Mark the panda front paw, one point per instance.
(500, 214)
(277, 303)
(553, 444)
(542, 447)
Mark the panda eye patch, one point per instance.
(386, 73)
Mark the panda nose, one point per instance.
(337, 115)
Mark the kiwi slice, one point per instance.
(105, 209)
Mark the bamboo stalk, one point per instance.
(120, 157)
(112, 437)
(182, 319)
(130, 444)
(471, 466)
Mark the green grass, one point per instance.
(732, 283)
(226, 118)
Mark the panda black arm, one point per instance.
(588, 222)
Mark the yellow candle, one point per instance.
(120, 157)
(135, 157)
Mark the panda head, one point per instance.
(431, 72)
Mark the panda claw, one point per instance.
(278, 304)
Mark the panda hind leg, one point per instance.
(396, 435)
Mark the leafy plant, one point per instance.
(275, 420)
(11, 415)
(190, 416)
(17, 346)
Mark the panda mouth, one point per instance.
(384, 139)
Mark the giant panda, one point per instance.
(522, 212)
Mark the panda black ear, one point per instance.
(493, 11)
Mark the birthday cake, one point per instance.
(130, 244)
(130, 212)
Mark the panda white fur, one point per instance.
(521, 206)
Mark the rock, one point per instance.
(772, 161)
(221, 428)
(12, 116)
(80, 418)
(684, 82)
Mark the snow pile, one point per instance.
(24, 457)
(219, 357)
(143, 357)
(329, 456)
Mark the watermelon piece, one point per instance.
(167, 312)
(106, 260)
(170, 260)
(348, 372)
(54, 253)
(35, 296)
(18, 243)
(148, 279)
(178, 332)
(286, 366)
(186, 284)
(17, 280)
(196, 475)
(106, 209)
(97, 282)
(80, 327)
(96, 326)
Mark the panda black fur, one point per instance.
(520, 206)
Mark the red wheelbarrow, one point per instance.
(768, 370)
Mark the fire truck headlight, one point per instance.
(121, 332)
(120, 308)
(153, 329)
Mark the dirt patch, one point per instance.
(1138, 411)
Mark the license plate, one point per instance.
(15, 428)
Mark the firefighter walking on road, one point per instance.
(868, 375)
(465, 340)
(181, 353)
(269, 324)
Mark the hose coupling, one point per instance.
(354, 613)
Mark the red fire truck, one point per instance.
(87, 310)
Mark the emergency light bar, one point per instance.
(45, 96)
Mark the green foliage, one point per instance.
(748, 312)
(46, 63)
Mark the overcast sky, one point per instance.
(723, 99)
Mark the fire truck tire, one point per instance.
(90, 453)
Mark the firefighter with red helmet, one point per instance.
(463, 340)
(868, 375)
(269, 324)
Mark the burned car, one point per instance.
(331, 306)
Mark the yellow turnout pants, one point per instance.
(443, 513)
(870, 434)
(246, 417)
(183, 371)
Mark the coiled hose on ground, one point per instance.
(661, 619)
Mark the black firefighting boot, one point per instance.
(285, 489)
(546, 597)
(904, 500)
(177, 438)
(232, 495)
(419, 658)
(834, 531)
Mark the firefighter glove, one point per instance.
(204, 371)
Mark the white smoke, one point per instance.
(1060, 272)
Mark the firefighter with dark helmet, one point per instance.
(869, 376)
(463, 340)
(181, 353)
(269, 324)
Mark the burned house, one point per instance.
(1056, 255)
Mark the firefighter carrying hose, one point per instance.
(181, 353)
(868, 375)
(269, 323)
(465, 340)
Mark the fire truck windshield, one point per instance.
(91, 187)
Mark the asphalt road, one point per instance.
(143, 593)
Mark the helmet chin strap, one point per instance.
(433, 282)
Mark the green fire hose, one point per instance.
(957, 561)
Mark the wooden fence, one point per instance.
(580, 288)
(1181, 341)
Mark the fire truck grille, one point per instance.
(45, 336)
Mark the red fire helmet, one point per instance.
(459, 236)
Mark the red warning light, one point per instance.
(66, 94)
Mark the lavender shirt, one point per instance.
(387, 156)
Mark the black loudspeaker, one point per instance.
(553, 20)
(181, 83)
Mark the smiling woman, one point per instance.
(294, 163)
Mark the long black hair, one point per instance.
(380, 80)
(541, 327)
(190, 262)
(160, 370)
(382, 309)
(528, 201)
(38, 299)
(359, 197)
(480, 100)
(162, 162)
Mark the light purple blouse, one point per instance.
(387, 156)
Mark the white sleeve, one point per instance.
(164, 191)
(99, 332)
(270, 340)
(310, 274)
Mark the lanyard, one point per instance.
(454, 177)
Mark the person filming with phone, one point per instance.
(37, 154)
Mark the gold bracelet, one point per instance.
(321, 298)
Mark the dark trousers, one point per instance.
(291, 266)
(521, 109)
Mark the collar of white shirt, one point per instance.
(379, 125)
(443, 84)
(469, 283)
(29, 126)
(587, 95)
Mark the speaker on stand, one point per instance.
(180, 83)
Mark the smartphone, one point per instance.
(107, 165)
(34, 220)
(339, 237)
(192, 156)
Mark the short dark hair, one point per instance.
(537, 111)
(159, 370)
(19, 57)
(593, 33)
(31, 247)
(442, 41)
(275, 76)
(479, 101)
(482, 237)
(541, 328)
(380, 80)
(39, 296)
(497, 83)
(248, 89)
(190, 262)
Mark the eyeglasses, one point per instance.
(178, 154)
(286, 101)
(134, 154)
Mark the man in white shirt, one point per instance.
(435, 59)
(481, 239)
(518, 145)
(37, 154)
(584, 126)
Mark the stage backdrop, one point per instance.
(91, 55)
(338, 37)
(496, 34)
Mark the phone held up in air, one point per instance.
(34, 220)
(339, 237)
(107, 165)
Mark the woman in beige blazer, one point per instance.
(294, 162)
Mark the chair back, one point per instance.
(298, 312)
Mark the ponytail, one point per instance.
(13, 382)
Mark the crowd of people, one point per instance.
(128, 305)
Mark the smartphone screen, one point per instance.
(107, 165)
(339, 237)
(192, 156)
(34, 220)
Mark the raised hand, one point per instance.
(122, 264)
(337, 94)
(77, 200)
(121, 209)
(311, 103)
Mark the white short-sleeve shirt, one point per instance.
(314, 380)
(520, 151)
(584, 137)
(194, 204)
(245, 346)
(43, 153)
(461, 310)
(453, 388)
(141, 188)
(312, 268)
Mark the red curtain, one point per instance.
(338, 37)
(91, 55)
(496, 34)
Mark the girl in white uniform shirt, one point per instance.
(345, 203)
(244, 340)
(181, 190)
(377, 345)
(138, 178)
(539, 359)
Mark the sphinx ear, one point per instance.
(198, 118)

-- -- --

> TO DO
Exact repetition is required: return every record shown above.

> ANSWER SPACE
Mark the panda front paw, one point per instance.
(500, 214)
(277, 303)
(553, 444)
(542, 447)
Mark the panda eye patch, one point per instance.
(386, 73)
Mark the panda nose, one point per instance.
(337, 115)
Mark the kiwi slice, one point per instance.
(105, 209)
Mark the bamboo stalk, one point per instance.
(120, 157)
(112, 437)
(182, 319)
(130, 444)
(471, 466)
Mark the green grass, one point per instance.
(732, 283)
(226, 118)
Mark the panda black arm, one point per instance.
(588, 222)
Mark the yellow candle, one point per instance.
(120, 157)
(135, 157)
Mark the panda head, one point per instance.
(431, 72)
Mark the panda claw, one point per instance.
(278, 304)
Mark the panda hind leg, one point per instance.
(396, 435)
Mark the leafy plant, one point per instance.
(275, 420)
(11, 415)
(190, 416)
(17, 346)
Mark the panda mouth, one point per instance.
(384, 139)
Mark the giant panda, one point per instance.
(522, 212)
Mark the panda black ear, one point per instance.
(493, 11)
Mark the birthday cake, one point per instance.
(130, 244)
(130, 212)
Mark the panda white fur, one point per instance.
(521, 206)
Mark the rock, one point per instance.
(772, 161)
(221, 428)
(12, 116)
(80, 418)
(684, 82)
Mark the snow pile, one point per instance.
(24, 457)
(219, 357)
(143, 357)
(329, 456)
Mark the watermelon piece, one point per instance.
(167, 312)
(106, 260)
(170, 260)
(348, 372)
(54, 253)
(35, 296)
(18, 243)
(148, 279)
(178, 332)
(286, 366)
(186, 284)
(17, 280)
(196, 475)
(106, 209)
(97, 282)
(80, 327)
(96, 326)
Mark the panda black fur, one point per instance.
(520, 206)
Mark the red wheelbarrow, one point per instance.
(768, 370)
Mark the fire truck headlight, one point per instance.
(121, 332)
(120, 308)
(153, 329)
Mark the dirt patch, one point per instance.
(1138, 411)
Mark the license plate, one point per instance.
(15, 428)
Mark the firefighter walking on road, one point per instance.
(868, 375)
(465, 340)
(181, 353)
(269, 324)
Mark the hose coupling, one point per instance.
(354, 613)
Mark the red fire truck, one point per instance.
(87, 310)
Mark the emergency light bar, one point per instance.
(45, 96)
Mark the green foliage, one point per instance.
(748, 312)
(46, 63)
Mark the overcast sky, one point per instance.
(723, 99)
Mark the fire truck tire, one point per instance.
(90, 453)
Mark the firefighter with red helmet, one point per instance.
(463, 340)
(868, 375)
(269, 324)
Mark the burned car, one point per instance.
(331, 306)
Mark the yellow turnout pants, one point per instance.
(443, 513)
(870, 434)
(246, 417)
(183, 371)
Mark the coiled hose on ground, one point per instance.
(661, 619)
Mark the black firefighting boot, one point per instance.
(285, 489)
(546, 597)
(904, 500)
(177, 438)
(232, 495)
(419, 658)
(834, 531)
Mark the firefighter glove, one point per instance.
(204, 371)
Mark the white smoke, one point per instance.
(1060, 272)
Mark the firefighter with dark helmet, one point per instance.
(869, 376)
(463, 340)
(181, 353)
(269, 324)
Mark the burned house, one point per instance.
(1056, 255)
Mark the firefighter carrying hose, one point per instance.
(181, 353)
(868, 375)
(269, 323)
(465, 340)
Mark the fire truck windshield, one point per instance.
(91, 187)
Mark the asphalt road, one point per instance.
(143, 593)
Mark the helmet chin strap, one point per instance.
(433, 282)
Mark the green fire hose, one point per instance.
(957, 561)
Mark the wooden fence, one point per instance.
(580, 288)
(1181, 341)
Mark the fire truck grille, one point per instance.
(45, 336)
Mark the red fire helmet, one point per instance.
(459, 236)
Mark the red warning light, one point per instance.
(66, 94)
Mark the lavender shirt, one point per instance.
(387, 156)
Mark the black loudspeaker, one point per instance.
(553, 20)
(181, 83)
Mark the smiling woman, one point per instance.
(294, 163)
Mark the long black hair, one point per instance.
(380, 80)
(541, 327)
(190, 262)
(160, 370)
(382, 309)
(528, 201)
(38, 299)
(359, 197)
(480, 100)
(162, 162)
Mark the light purple blouse, one point per instance.
(387, 156)
Mark the white sleeve, one point per instance.
(164, 191)
(99, 332)
(270, 340)
(310, 274)
Mark the lanyard, one point per instance.
(454, 177)
Mark the person filming with phone, one point per instance.
(37, 154)
Mark the gold bracelet, one point per instance.
(321, 298)
Mark the dark trousers, one point per instance.
(291, 266)
(521, 109)
Mark the collar of white shirt, one point per instance.
(379, 125)
(443, 84)
(469, 283)
(29, 126)
(587, 95)
Mark the speaker on stand, one point per instance.
(180, 83)
Mark the smartphone, one point per instance.
(107, 165)
(34, 220)
(339, 237)
(192, 156)
Mark the short dark hair, one point per instance.
(537, 111)
(159, 370)
(19, 57)
(593, 33)
(31, 247)
(442, 41)
(275, 76)
(479, 101)
(482, 237)
(541, 328)
(380, 80)
(39, 296)
(497, 83)
(248, 89)
(190, 262)
Mark the eyeglasses, one point per instance.
(178, 154)
(286, 101)
(134, 154)
Mark the man in white shirt, one point per instance.
(435, 59)
(481, 239)
(518, 145)
(37, 154)
(584, 126)
Mark the stage backdrop, one point per instance.
(91, 55)
(338, 37)
(496, 34)
Mark the phone held up in air, one point per instance.
(34, 220)
(339, 237)
(107, 165)
Mark the woman in beige blazer, one point per instance.
(294, 162)
Mark the chair back, one point per instance.
(298, 312)
Mark the ponytail, one point per instance.
(13, 382)
Mark the crowd of people, one point per instance.
(128, 305)
Mark the smartphone screen, one point per instance.
(107, 165)
(339, 237)
(192, 156)
(34, 220)
Mark the raised hand, one point per instance.
(122, 264)
(337, 94)
(77, 200)
(121, 209)
(311, 103)
Mark the white short-sleeve shirt, one point per instance.
(314, 380)
(520, 151)
(584, 137)
(194, 204)
(245, 346)
(43, 153)
(461, 310)
(453, 388)
(141, 188)
(312, 268)
Mark the red curtain, one point per instance.
(338, 37)
(91, 55)
(496, 34)
Mark the girl in white uniform shirt, one point per instance.
(345, 203)
(244, 340)
(181, 190)
(377, 345)
(138, 178)
(539, 359)
Mark the sphinx ear, one point per instance.
(198, 118)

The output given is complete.